__Set task__: Reproduce the lines verbatim from the first one through the line containing "0 314 36 368", with both ends included.

__Data rows__:
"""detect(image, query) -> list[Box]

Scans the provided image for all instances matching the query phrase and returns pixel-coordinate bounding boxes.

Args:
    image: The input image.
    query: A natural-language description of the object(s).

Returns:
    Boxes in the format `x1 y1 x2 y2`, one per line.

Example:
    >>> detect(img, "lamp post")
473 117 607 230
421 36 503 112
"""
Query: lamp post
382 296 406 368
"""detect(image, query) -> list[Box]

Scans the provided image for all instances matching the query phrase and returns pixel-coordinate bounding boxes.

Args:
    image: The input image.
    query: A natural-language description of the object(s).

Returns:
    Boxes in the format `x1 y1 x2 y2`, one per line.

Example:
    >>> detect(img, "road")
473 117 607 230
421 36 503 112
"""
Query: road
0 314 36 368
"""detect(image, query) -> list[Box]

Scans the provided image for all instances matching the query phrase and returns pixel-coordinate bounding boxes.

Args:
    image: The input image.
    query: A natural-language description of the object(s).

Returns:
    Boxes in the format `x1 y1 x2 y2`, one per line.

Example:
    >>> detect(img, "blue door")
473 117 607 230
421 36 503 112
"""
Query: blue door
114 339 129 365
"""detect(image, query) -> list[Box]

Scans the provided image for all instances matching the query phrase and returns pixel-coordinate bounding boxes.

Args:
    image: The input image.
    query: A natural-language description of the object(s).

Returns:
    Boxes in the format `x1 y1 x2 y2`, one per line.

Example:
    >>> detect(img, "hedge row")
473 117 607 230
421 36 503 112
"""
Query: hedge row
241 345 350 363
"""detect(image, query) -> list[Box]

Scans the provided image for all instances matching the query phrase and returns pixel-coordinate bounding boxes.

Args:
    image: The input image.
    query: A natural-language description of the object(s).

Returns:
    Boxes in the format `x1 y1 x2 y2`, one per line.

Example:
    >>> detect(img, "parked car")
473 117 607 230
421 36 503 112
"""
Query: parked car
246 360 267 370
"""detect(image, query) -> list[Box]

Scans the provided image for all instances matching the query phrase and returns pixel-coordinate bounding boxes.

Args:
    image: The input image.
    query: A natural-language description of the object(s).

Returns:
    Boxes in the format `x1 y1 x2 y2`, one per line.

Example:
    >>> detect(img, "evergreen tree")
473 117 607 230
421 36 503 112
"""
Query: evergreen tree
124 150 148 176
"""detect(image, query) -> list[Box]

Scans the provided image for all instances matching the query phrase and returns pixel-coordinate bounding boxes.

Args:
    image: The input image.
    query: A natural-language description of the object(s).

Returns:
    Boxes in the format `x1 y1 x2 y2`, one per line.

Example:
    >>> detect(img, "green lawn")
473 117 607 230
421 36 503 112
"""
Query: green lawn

__Finished answer__:
"""detect(image, query) -> list[Box]

Scans the provided image for all instances matching the query phrase and returns pixel-coordinate bounding boxes.

Args:
    image: The input image.
    query: A natural-language description of the object(s).

Returns:
    Boxes in the format `x1 y1 x2 y2`, one per line.

Example:
    >>> detect(img, "lamp post")
473 117 607 230
421 36 503 112
"""
Query: lamp post
382 296 406 368
"""detect(image, query) -> list[Box]

Scans the provided image for all instances matching the query phrase and returns pixel-coordinate bounding boxes.

Args:
    image: The input image.
    query: A natural-language description of the object(s).

Returns:
    Boxes in the format `x1 y1 x2 y2`, one per line.

Example:
    >>> detect(img, "road")
473 117 607 230
421 36 503 112
"""
Query: road
0 314 36 368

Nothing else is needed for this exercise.